» Actions to take
[A] Answer these questions using the article on Concordia's department chairs:
(i) Which department does Dr. Yogendra P. Chaubey chair?
(ii) According to the article, which two groups seem consistently out of sync with the administration and the Board of Governors?
(iii) Who is Concordia's new president?
[B] Summarize the article on Concordia's department chairs in two sentences.

» Selected text
┄┄┄┄┄┄┄┄┄┄

At the Head of the Table

Concordia’s Department Chairs on Where They Are—And How to Move Forward

Photo Erin Sparks

Dr. Yogendra P. Chaubey pauses as he considers the question of optimism.

“There is a feeling coming from every corner that anything is on the table,” he says slowly.

But even as the words come out, the Mathematics and Statistics department chair sounds skeptical at best.

It’s hard to pretend that Concordia’s last few years have been smooth. From scandalous severances to a budget yo-yoing in time with a sea of red squares, the school has been in a state of perpetual turbulence.

When it comes to calming the waters, students and unions seem consistently out of sync with the administration and the Board of Governors.

Department chairs are stuck somewhere in the middle and, in some ways, probably have a better sense of the whole.

They are attempting to recruit impressive faculty with salaries they can’t afford, to market their program to students and parents and to constantly re-imagine the curriculum their departments provide.

These challenges are common—if not uniform—at universities across the country.

But Chaubey has heard that Alan Shepard, Concordia’s new president, might try something previous administrators did not—he might listen.

┄┄┄┄┄┄┄┄┄┄

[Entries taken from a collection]
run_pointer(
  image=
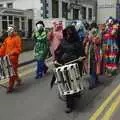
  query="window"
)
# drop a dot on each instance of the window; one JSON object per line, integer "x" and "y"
{"x": 10, "y": 19}
{"x": 55, "y": 8}
{"x": 84, "y": 12}
{"x": 75, "y": 14}
{"x": 10, "y": 5}
{"x": 1, "y": 5}
{"x": 22, "y": 23}
{"x": 4, "y": 23}
{"x": 90, "y": 13}
{"x": 64, "y": 10}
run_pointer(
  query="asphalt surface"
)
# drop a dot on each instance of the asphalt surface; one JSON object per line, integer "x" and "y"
{"x": 34, "y": 100}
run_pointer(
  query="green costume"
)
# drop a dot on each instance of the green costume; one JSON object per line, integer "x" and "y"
{"x": 41, "y": 45}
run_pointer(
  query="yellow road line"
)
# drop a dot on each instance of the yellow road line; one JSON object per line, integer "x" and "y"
{"x": 105, "y": 103}
{"x": 24, "y": 73}
{"x": 112, "y": 109}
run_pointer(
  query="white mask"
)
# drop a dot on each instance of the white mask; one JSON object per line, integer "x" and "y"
{"x": 39, "y": 27}
{"x": 10, "y": 30}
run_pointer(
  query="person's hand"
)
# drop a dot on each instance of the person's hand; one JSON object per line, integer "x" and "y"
{"x": 11, "y": 53}
{"x": 56, "y": 63}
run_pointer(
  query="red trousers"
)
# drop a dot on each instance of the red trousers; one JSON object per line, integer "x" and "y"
{"x": 15, "y": 77}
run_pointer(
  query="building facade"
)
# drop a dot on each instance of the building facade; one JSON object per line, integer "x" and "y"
{"x": 106, "y": 8}
{"x": 25, "y": 13}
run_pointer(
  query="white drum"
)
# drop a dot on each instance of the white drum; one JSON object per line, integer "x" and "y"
{"x": 68, "y": 79}
{"x": 6, "y": 70}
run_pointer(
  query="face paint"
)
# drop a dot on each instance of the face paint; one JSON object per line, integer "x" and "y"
{"x": 10, "y": 30}
{"x": 40, "y": 27}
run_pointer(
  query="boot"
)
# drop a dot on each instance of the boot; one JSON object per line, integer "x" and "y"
{"x": 18, "y": 83}
{"x": 46, "y": 69}
{"x": 9, "y": 90}
{"x": 68, "y": 110}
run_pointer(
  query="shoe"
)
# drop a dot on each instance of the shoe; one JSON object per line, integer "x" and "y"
{"x": 18, "y": 83}
{"x": 38, "y": 76}
{"x": 92, "y": 87}
{"x": 9, "y": 90}
{"x": 68, "y": 110}
{"x": 46, "y": 69}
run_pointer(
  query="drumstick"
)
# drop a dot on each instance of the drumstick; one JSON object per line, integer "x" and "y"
{"x": 79, "y": 59}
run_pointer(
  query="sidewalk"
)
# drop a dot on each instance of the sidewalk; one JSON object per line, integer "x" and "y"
{"x": 28, "y": 57}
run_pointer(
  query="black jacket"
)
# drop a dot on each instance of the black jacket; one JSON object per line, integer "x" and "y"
{"x": 68, "y": 51}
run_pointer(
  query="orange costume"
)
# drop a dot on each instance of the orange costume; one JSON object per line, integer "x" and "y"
{"x": 12, "y": 47}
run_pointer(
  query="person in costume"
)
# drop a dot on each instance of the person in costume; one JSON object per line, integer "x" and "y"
{"x": 69, "y": 49}
{"x": 93, "y": 52}
{"x": 40, "y": 49}
{"x": 110, "y": 47}
{"x": 12, "y": 47}
{"x": 55, "y": 36}
{"x": 81, "y": 30}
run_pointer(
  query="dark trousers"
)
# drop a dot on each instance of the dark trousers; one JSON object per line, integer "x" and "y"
{"x": 70, "y": 101}
{"x": 118, "y": 58}
{"x": 40, "y": 67}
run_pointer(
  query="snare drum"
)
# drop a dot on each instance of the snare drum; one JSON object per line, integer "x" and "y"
{"x": 68, "y": 79}
{"x": 6, "y": 70}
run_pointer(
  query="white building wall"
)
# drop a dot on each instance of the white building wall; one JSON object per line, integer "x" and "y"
{"x": 23, "y": 4}
{"x": 30, "y": 4}
{"x": 105, "y": 9}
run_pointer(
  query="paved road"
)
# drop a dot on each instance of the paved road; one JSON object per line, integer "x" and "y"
{"x": 36, "y": 101}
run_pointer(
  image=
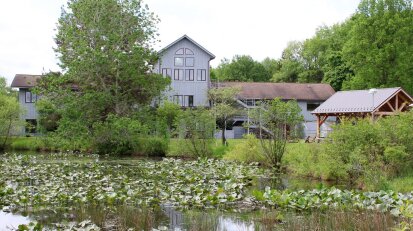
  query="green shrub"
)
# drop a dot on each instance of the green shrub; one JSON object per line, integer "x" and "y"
{"x": 248, "y": 151}
{"x": 153, "y": 146}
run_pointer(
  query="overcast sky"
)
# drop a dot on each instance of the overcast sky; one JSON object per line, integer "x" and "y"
{"x": 260, "y": 28}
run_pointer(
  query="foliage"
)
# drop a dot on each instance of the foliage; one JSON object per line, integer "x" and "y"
{"x": 380, "y": 44}
{"x": 248, "y": 151}
{"x": 224, "y": 107}
{"x": 241, "y": 68}
{"x": 197, "y": 127}
{"x": 104, "y": 48}
{"x": 117, "y": 135}
{"x": 274, "y": 119}
{"x": 168, "y": 112}
{"x": 9, "y": 114}
{"x": 368, "y": 153}
{"x": 63, "y": 180}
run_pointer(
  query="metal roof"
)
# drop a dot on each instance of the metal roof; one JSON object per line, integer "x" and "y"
{"x": 357, "y": 101}
{"x": 192, "y": 41}
{"x": 25, "y": 81}
{"x": 298, "y": 91}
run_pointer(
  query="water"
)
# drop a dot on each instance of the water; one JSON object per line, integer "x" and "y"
{"x": 9, "y": 221}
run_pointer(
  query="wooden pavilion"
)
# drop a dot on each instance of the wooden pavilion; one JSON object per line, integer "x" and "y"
{"x": 374, "y": 103}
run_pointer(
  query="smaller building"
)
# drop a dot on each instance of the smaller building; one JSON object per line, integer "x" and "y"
{"x": 374, "y": 103}
{"x": 308, "y": 96}
{"x": 27, "y": 99}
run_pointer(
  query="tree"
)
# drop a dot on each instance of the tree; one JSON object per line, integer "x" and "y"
{"x": 380, "y": 45}
{"x": 104, "y": 52}
{"x": 291, "y": 64}
{"x": 224, "y": 107}
{"x": 197, "y": 127}
{"x": 9, "y": 113}
{"x": 241, "y": 68}
{"x": 277, "y": 120}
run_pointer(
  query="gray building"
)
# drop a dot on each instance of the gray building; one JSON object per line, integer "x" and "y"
{"x": 27, "y": 99}
{"x": 308, "y": 95}
{"x": 187, "y": 64}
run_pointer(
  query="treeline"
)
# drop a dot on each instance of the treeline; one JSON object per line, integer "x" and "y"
{"x": 370, "y": 49}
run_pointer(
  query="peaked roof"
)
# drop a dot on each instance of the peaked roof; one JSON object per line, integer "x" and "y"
{"x": 25, "y": 81}
{"x": 358, "y": 101}
{"x": 192, "y": 41}
{"x": 298, "y": 91}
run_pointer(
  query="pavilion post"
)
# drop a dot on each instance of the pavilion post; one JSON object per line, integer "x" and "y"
{"x": 318, "y": 126}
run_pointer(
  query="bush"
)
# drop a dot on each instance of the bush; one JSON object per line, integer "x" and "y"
{"x": 153, "y": 146}
{"x": 248, "y": 151}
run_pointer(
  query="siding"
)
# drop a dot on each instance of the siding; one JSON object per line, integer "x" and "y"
{"x": 30, "y": 111}
{"x": 199, "y": 89}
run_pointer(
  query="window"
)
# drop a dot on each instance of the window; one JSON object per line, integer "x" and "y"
{"x": 179, "y": 99}
{"x": 312, "y": 106}
{"x": 188, "y": 51}
{"x": 189, "y": 74}
{"x": 189, "y": 62}
{"x": 31, "y": 126}
{"x": 189, "y": 101}
{"x": 178, "y": 74}
{"x": 30, "y": 97}
{"x": 180, "y": 51}
{"x": 167, "y": 72}
{"x": 179, "y": 61}
{"x": 184, "y": 100}
{"x": 201, "y": 75}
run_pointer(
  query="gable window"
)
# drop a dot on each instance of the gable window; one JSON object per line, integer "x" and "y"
{"x": 30, "y": 97}
{"x": 180, "y": 51}
{"x": 167, "y": 72}
{"x": 184, "y": 100}
{"x": 188, "y": 51}
{"x": 312, "y": 106}
{"x": 178, "y": 74}
{"x": 189, "y": 62}
{"x": 201, "y": 75}
{"x": 189, "y": 74}
{"x": 179, "y": 61}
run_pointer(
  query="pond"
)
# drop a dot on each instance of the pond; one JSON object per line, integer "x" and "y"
{"x": 66, "y": 190}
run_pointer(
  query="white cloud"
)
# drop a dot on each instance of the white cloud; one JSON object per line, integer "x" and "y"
{"x": 260, "y": 28}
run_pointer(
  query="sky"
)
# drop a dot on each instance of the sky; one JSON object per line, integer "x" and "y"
{"x": 259, "y": 28}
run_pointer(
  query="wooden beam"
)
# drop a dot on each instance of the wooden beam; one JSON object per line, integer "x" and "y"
{"x": 385, "y": 113}
{"x": 391, "y": 107}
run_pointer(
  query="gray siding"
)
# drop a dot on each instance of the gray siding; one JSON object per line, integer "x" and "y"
{"x": 199, "y": 89}
{"x": 30, "y": 111}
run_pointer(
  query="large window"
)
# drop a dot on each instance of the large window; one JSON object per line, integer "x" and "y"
{"x": 30, "y": 97}
{"x": 179, "y": 61}
{"x": 167, "y": 72}
{"x": 189, "y": 74}
{"x": 31, "y": 126}
{"x": 312, "y": 106}
{"x": 201, "y": 75}
{"x": 184, "y": 100}
{"x": 178, "y": 74}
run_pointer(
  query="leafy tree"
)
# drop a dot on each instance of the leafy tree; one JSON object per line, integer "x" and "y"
{"x": 197, "y": 127}
{"x": 104, "y": 51}
{"x": 291, "y": 64}
{"x": 275, "y": 119}
{"x": 241, "y": 68}
{"x": 224, "y": 107}
{"x": 380, "y": 45}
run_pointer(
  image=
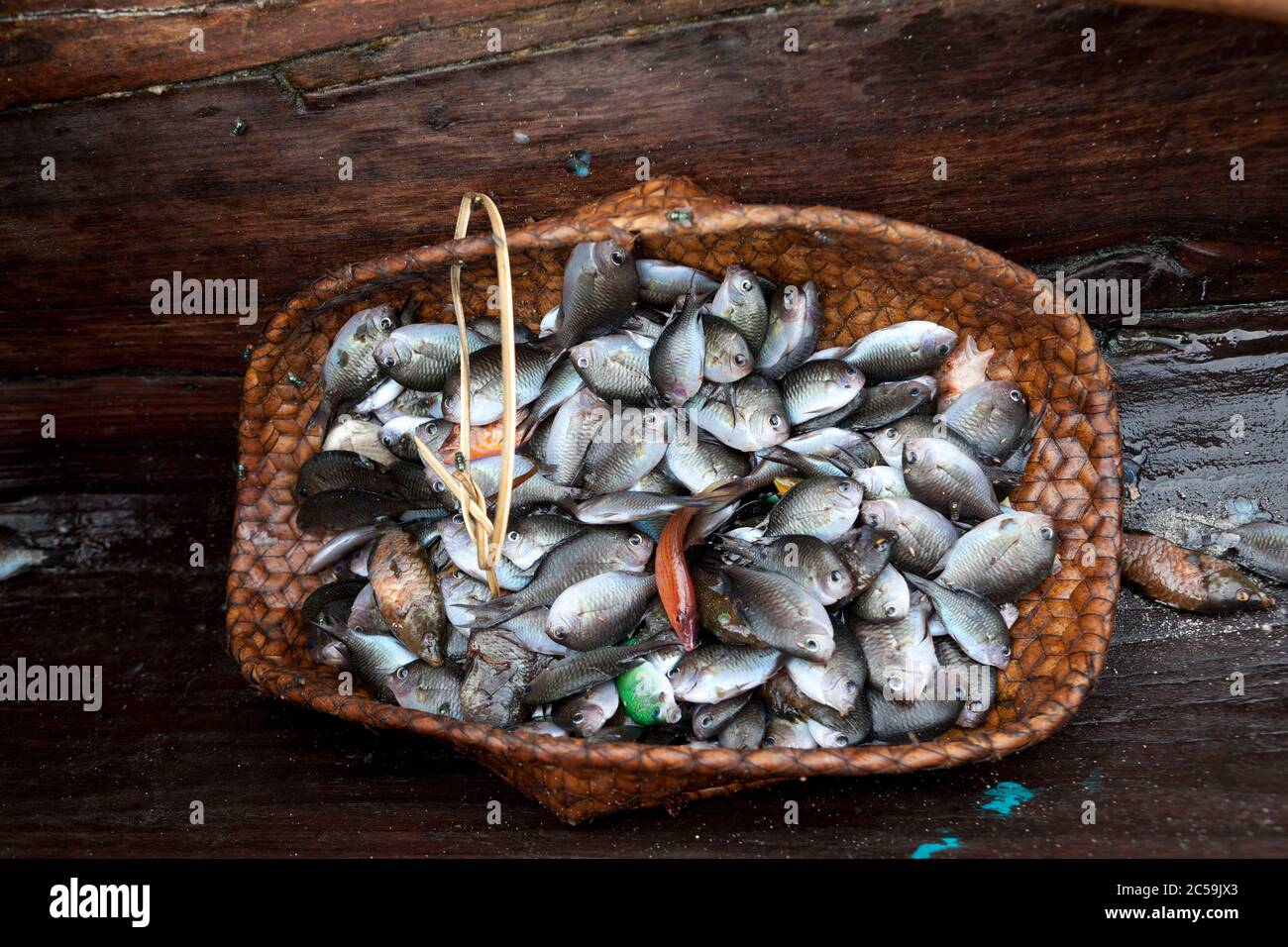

┄┄┄┄┄┄┄┄┄┄

» Task-by-task results
[A]
(i) Mathematics and Statistics
(ii) Students and unions
(iii) Alan Shepard

[B] Concordia has been in a state of perpetual turbulence, with students and unions out of sync with the administration and the Board of Governors and department chairs stuck somewhere in the middle. Mathematics and Statistics chair Yogendra P. Chaubey sounds skeptical about optimism, but he has heard that new president Alan Shepard might do something previous administrators did not and listen.